(Given passage Opens)

You’ll need regular checkups (such as every year) after treatment for thyroid cancer. Checkups help ensure that any changes in your health are noted and treated if needed. If you have any health problems between checkups, you should contact your doctor.
Thyroid cancer may come back after treatment. Your doctor will check for the return of cancer.
Checkups may include blood tests and imaging tests, such as neck ultrasound. The tests depend on what type of thyroid cancer you have:
- Papillary or Follicular: After treatment for papillary or follicular thyroid cancer, people have an ultrasound exam of the neck, a whole body scan, or blood tests to check the levels of TSH and thyroglobulin. If the whole thyroid was removed, very little or no thyroglobulin should be in the blood. A high level of thyroglobulin may mean that thyroid cancer has returned. Before a thyroglobulin test or whole body scan, you’ll need to get a shot of TSH or stop taking your thyroid hormone pill for about six weeks.

(Given passage Closes)
(Listed entries Opens)

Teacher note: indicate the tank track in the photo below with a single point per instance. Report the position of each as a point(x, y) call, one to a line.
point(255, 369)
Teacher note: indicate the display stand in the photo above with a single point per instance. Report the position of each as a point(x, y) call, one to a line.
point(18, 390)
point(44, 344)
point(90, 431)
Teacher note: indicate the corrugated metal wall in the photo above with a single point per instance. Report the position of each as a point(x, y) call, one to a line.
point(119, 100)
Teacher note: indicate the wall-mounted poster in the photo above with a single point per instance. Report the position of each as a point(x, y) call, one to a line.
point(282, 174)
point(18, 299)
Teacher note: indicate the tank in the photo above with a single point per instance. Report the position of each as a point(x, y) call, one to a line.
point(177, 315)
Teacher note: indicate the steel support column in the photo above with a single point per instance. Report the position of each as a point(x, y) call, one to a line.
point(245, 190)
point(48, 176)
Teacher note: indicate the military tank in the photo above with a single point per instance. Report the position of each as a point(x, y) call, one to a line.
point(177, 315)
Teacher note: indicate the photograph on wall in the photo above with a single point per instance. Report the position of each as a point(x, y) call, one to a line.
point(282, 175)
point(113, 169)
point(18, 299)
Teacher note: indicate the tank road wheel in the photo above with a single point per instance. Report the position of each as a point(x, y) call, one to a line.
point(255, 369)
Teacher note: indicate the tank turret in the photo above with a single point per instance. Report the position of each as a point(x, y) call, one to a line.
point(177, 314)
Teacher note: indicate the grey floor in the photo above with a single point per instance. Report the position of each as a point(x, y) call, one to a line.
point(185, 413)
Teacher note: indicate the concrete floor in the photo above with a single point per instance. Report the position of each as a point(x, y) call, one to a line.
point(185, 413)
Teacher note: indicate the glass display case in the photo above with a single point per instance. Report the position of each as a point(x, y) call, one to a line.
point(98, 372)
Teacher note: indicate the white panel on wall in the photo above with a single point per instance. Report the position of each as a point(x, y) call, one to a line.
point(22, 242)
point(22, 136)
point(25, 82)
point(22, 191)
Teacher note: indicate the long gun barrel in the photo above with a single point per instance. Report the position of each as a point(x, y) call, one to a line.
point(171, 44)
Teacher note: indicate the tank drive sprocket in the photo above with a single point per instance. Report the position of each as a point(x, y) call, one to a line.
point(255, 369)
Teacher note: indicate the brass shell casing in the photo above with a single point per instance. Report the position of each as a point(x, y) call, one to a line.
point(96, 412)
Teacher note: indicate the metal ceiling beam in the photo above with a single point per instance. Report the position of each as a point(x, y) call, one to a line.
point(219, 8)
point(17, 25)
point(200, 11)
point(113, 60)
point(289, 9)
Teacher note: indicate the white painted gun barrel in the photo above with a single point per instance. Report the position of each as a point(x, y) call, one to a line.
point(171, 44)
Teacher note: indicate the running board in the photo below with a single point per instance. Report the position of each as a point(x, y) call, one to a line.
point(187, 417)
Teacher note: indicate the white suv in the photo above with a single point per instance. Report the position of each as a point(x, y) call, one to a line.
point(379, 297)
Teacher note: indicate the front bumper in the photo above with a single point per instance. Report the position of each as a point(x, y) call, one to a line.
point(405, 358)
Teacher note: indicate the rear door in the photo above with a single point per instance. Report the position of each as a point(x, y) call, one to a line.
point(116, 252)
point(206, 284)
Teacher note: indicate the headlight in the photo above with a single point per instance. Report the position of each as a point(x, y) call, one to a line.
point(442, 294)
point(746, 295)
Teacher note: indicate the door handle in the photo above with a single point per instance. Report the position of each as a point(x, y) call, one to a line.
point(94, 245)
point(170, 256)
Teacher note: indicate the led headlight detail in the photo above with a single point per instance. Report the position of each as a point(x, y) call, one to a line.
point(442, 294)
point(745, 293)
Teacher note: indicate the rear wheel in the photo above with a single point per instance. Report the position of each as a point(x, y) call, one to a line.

(Listed entries Closes)

*Tasks to complete*
1 > In the thyroid cancer follow-up text, what may a high level of thyroglobulin mean?
2 > Carry the thyroid cancer follow-up text forward from its last sentence.
The rows have nothing to do with the thyroid cancer follow-up text.

*Answers by item*
1 > It may mean that thyroid cancer has returned.

2 >
- Medullary: After treatment for medullary thyroid cancer, people have blood tests to check the level of calcitonin and other substances. Checkups may also include an ultrasound exam of the neck, a CT scan, an MRI, or another imaging test.
- Anaplastic: After treatment for anaplastic thyroid cancer, people may have imaging tests, such as a chest x-ray or CT scan.
You may want to ask your doctor these questions after you have finished treatment:
- How often will I need checkups?
- Which follow-up tests do you suggest for me? Do I need to avoid iodized salt and other sources of iodine before any of these tests?
- Between checkups, what health problems or symptoms should I tell you about?